Convert each line of the material below into a JSON list of strings, one string per line, omitting blank lines and leaving out the pictures.

+++ TASK INPUT

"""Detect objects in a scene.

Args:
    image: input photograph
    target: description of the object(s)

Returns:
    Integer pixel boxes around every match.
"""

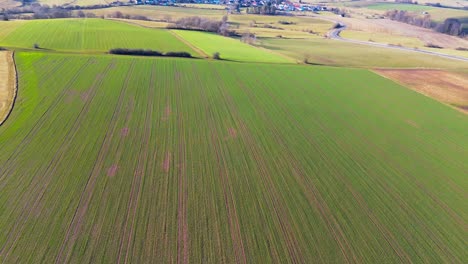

++++++

- COMPLETED EXERCISE -
[
  "\"\"\"Detect objects in a scene.",
  "Args:",
  "    image: input photograph",
  "    target: description of the object(s)",
  "Returns:",
  "    Integer pixel boxes around every match.",
  "\"\"\""
]